## Page excerpt
--- START ---
The nutritional analysis is a little trickier, mostly because they weren't able to track animals to witness what they were actually eating. Instead, the team has to rely on the chemical fingerprints of plants to decipher the caribou diet, and those chemicals will identify a plant in an animal's feces if the animal has, in fact, ingested and digested it.

Spalinger already has one interesting observation.

"Lichens have always been an important component of caribou diets," he says, explaining that this is basically found worldwide. "Lichen is one of the established important food items for caribou, primarily for winter, but also for summer. Unimak Island has no lichens, or virtually no caribou lichens, anyway. So our first question, then, is what are they eating out there?

But that is only the first question. After they've figured out what the caribou have been eating (through chemical analysis of plant compounds in their feces), the team has to determine how much of these plants are actually available to the animals and what are the overall nutritional values. Put all those pieces together and we are closer to understanding the true carrying capacity of caribou on Unimak Island.

"We'll have a first guess at how many animals should be able to be supported on the island based on the composition of the habitat," says Spalinger. "Is that 5,000 or 300, and if it's 300, and that's what exists now, then we're OK. And furthermore, perhaps, we shouldn't do anything to the predators; they're in balance. Or maybe the island can support a lot more caribou and something else, in fact, is the factor driving the population down."

From predator management to climate change management

Digging a little deeper into plant nutrition also takes biologists down another path. To start with, in Spalinger's 35 years of herbivore/habitat research he has observed just how variable a landscape can be over time.
--- END ---
[Region pointing data]
--- START ---
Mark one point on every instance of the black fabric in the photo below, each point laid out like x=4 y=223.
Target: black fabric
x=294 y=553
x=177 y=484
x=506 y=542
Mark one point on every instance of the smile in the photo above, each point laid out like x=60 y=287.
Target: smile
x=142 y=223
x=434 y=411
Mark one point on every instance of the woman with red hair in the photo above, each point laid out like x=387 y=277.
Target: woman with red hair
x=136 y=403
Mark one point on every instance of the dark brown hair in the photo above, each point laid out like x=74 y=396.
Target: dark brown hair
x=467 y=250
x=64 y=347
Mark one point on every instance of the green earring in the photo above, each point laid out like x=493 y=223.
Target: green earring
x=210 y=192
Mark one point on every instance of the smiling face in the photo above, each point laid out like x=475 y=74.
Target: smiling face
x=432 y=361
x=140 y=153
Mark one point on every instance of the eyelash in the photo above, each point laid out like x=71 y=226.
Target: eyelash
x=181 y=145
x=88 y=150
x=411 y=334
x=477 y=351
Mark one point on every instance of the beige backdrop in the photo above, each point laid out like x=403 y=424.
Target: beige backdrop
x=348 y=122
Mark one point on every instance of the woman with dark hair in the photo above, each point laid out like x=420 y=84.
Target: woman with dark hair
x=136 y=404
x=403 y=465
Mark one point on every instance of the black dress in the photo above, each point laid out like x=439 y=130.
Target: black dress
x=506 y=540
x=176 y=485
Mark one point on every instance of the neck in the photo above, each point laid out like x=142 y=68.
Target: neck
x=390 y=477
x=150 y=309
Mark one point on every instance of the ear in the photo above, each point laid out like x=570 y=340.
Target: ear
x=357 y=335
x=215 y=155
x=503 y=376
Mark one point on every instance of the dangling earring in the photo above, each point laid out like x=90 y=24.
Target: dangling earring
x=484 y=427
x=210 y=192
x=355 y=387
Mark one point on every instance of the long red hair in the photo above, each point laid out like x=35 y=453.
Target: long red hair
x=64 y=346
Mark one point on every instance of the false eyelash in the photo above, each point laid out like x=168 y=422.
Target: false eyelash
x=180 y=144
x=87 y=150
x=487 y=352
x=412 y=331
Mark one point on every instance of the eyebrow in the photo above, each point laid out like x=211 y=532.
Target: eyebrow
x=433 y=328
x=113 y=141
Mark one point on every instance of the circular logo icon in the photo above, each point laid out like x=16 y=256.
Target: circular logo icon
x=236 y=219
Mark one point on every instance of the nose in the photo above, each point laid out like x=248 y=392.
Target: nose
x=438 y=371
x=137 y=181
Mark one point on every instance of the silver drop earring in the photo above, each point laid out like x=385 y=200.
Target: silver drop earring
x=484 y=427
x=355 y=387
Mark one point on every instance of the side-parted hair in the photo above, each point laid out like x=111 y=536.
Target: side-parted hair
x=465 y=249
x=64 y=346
--- END ---
## Work required
In the passage on Unimak Island caribou, how many years of herbivore/habitat research has Spalinger done?

## Solution for this exercise
35 years.